What the task requires: Retype the entries below word for word, leaving the pictures out of your copy.

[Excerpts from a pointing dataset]
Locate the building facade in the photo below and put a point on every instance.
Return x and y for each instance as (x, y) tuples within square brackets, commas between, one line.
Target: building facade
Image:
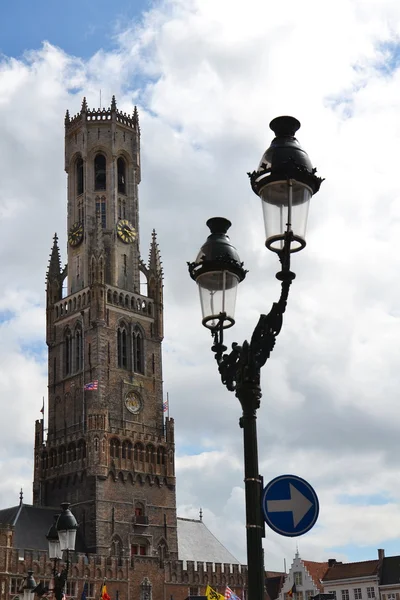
[(354, 581), (303, 581), (104, 445)]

Solution for this task:
Locate the building facade in the photo below and put a point on every instance.
Return x and y for each instance as (x, y) tuples within square brackets, commas between, one line.
Target: building facade
Image:
[(354, 581), (303, 581), (104, 445)]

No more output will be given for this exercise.